_TEXT ZUM LESEN_:
------------------------------------------------------------
Frankfurt (ots) - Die Griechenland-Saga erinnert an Geschichten,

wie sie sich vor zwei Jahrhunderten die britische Edelfeder Jane

Austen ausgedacht hat. Denn deren Bestseller - "Verstand und Gefühl"

oder "Stolz und Vorurteil" - handeln vom steten Wechsel zwischen

Annäherung und Brüskierung - im Kern also von Akteuren, die sich im

Spannungsfeld gestelzter Distanz und partnerschaftlicher Abhängigkeit

schwer miteinander tun. Ziemlich so wie Griechenland und seine

Euro-Partner.

Spätestens der gestrige Tag hat davon Anschauungsunterricht

gegeben: Im Stundentakt schlug eine Seite etwas vor und die andere

etwas aus. Dabei drängte sich der Eindruck auf, dass es längst nicht

mehr um die Frage geht, was für Bürger und Volkswirtschaften gut ist.

Sondern darum, was den handelnden Personen in der ersten Reihe hilft,

ihr Gesicht zu wahren und die Schuld fürs Scheitern auf der anderen

Seite des Verhandlungstischs abzuladen. Kurzum: Der gestrige Tag

schien vom Wettlauf geprägt, selbst das letzte Angebot vorzulegen, um

den Gesprächspartner als Neinsager bloßzustellen und den Schwarzen

Peter noch rasch weiterzureichen.

Tragischerweise ist damit zu rechnen, dass es auch beim Referendum

am Sonntag - wenn es denn tatsächlich stattfinden sollte - nicht um

rationale Argumente für einen Verbleib im Euro oder gegen

Sparauflagen der Kapitalgeber geht, sondern ebenfalls um Gefühle. Um

viel Stolz. Und um viele Vorurteile.
------------------------------------------------------------
Ausgelesene Zeilen
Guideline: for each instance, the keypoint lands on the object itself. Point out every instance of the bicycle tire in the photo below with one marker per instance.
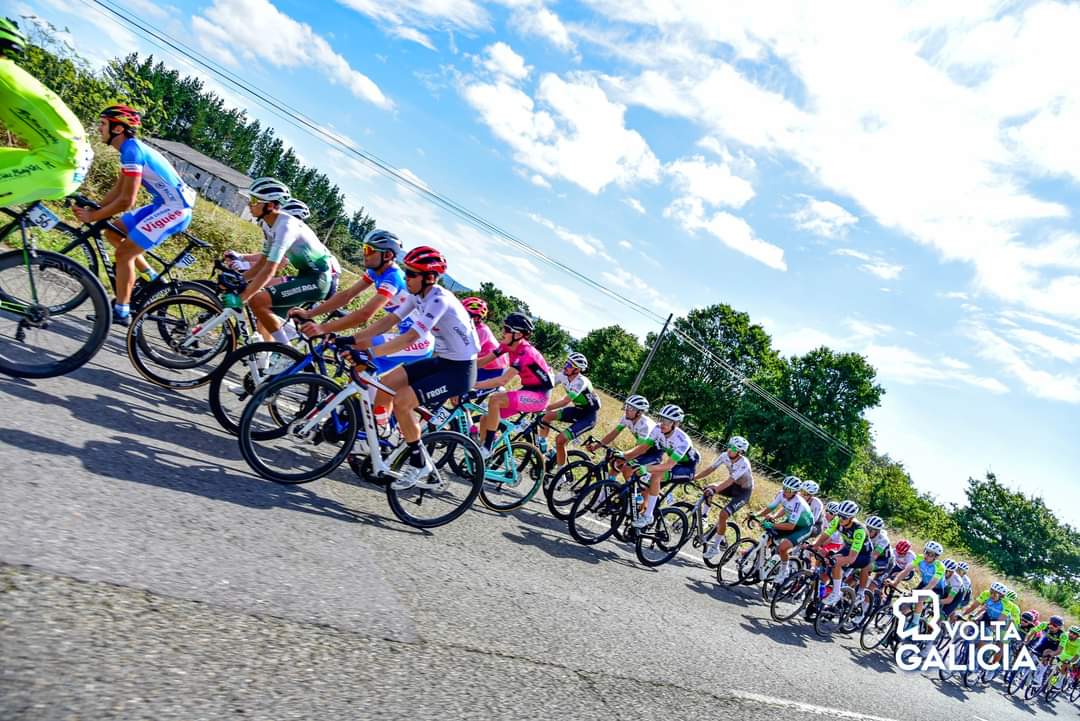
(318, 390)
(187, 369)
(42, 266)
(528, 468)
(239, 359)
(451, 441)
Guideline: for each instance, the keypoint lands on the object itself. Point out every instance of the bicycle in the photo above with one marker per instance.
(40, 291)
(302, 426)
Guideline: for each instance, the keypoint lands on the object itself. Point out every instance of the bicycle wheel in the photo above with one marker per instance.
(793, 596)
(270, 430)
(659, 543)
(447, 493)
(597, 512)
(565, 487)
(520, 473)
(164, 350)
(239, 376)
(36, 342)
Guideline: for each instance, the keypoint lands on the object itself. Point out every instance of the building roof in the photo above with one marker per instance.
(203, 162)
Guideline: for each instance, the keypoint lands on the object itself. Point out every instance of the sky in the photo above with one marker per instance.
(895, 179)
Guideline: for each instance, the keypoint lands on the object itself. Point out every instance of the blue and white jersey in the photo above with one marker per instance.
(158, 176)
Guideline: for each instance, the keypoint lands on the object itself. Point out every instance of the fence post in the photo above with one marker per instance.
(648, 358)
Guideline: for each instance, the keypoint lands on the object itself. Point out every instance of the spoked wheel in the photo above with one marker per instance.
(658, 544)
(520, 471)
(566, 485)
(167, 344)
(235, 381)
(273, 435)
(449, 491)
(597, 512)
(36, 341)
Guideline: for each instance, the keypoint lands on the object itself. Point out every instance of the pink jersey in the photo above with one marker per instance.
(529, 364)
(487, 344)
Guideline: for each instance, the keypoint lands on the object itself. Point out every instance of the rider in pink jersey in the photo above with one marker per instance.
(527, 363)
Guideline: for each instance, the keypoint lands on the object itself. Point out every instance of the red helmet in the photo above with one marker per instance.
(426, 259)
(122, 114)
(475, 305)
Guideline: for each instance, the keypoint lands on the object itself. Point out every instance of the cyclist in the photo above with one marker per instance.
(855, 553)
(145, 228)
(477, 311)
(790, 515)
(581, 416)
(738, 488)
(526, 363)
(57, 155)
(682, 461)
(640, 425)
(450, 371)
------------------------------------------------------------
_DEINE AUFGABE_: Schreib den Text über Griechenland und seine Euro-Partner vollständig und Wort für Wort ab.

_DEINE LÖSUNG_:
Frankfurt (ots) - Die Griechenland-Saga erinnert an Geschichten,

wie sie sich vor zwei Jahrhunderten die britische Edelfeder Jane

Austen ausgedacht hat. Denn deren Bestseller - "Verstand und Gefühl"

oder "Stolz und Vorurteil" - handeln vom steten Wechsel zwischen

Annäherung und Brüskierung - im Kern also von Akteuren, die sich im

Spannungsfeld gestelzter Distanz und partnerschaftlicher Abhängigkeit

schwer miteinander tun. Ziemlich so wie Griechenland und seine

Euro-Partner.

Spätestens der gestrige Tag hat davon Anschauungsunterricht

gegeben: Im Stundentakt schlug eine Seite etwas vor und die andere

etwas aus. Dabei drängte sich der Eindruck auf, dass es längst nicht

mehr um die Frage geht, was für Bürger und Volkswirtschaften gut ist.

Sondern darum, was den handelnden Personen in der ersten Reihe hilft,

ihr Gesicht zu wahren und die Schuld fürs Scheitern auf der anderen

Seite des Verhandlungstischs abzuladen. Kurzum: Der gestrige Tag

schien vom Wettlauf geprägt, selbst das letzte Angebot vorzulegen, um

den Gesprächspartner als Neinsager bloßzustellen und den Schwarzen

Peter noch rasch weiterzureichen.

Tragischerweise ist damit zu rechnen, dass es auch beim Referendum

am Sonntag - wenn es denn tatsächlich stattfinden sollte - nicht um

rationale Argumente für einen Verbleib im Euro oder gegen

Sparauflagen der Kapitalgeber geht, sondern ebenfalls um Gefühle. Um

viel Stolz. Und um viele Vorurteile.